━━━ RECORDS TO USE

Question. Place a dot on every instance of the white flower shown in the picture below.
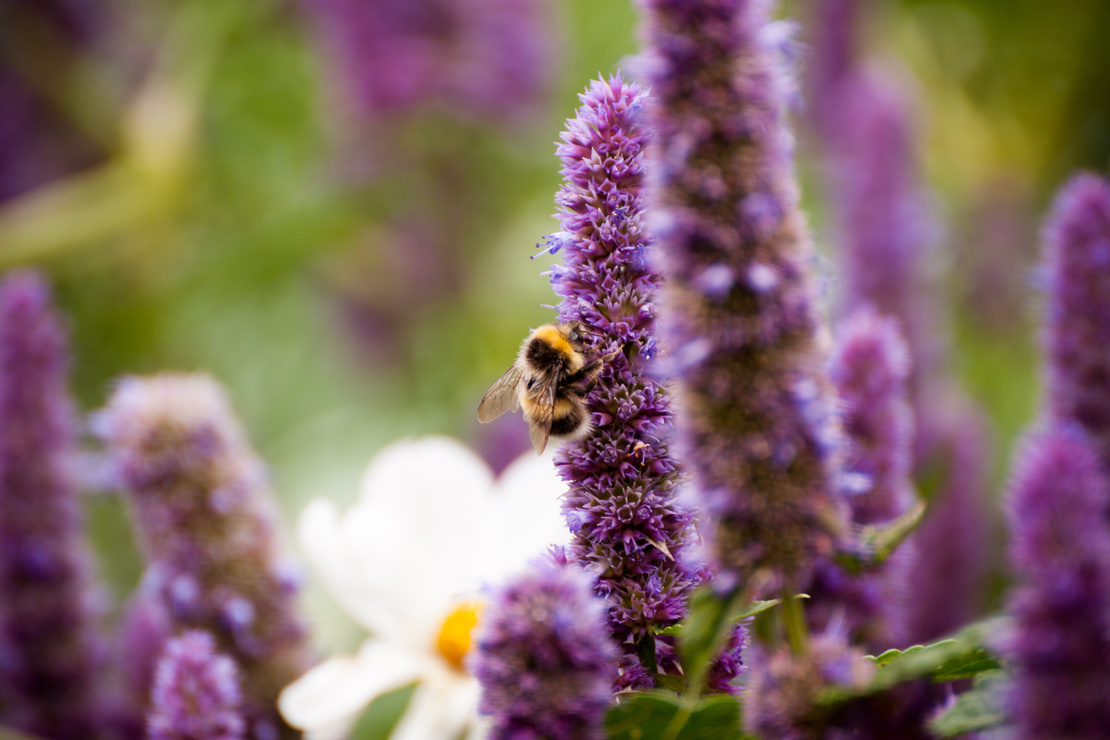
(432, 528)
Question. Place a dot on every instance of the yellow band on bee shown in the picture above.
(555, 340)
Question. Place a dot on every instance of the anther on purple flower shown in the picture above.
(621, 500)
(1060, 548)
(195, 692)
(755, 412)
(49, 648)
(204, 518)
(545, 657)
(1077, 245)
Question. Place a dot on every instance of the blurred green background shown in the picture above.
(223, 213)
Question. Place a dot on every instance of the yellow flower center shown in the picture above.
(454, 639)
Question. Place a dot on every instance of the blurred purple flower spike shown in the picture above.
(195, 692)
(735, 252)
(545, 658)
(205, 519)
(869, 367)
(1077, 244)
(1060, 549)
(49, 648)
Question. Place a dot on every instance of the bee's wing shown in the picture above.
(501, 397)
(540, 424)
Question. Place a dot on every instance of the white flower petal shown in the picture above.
(526, 517)
(343, 575)
(339, 689)
(442, 707)
(436, 492)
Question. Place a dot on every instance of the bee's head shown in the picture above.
(573, 332)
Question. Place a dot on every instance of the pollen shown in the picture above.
(454, 639)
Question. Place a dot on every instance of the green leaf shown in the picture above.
(875, 544)
(964, 655)
(656, 716)
(980, 708)
(707, 628)
(383, 715)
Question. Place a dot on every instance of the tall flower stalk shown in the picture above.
(1077, 243)
(755, 416)
(869, 367)
(621, 499)
(205, 523)
(884, 242)
(49, 647)
(1061, 550)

━━━━━━

• **ASSIGNED TASK**:
Your response should be the exact lines running from the one with "Question. Place a dot on every instance of the bee's head" to the final line of the material above.

• **RESULT**:
Question. Place a dot on every instance of the bee's head shown in the picture above.
(573, 332)
Question. Place a dot on every instance of the pollen shown in the picture above.
(454, 639)
Question. Place a dot on every instance of the green leaf shown in the picture above.
(875, 544)
(964, 655)
(656, 716)
(980, 708)
(707, 628)
(383, 715)
Question. Place a dot on every instance of the tall flower stalk shown in the picture above.
(1077, 243)
(755, 416)
(869, 367)
(621, 499)
(205, 523)
(884, 242)
(49, 647)
(1061, 550)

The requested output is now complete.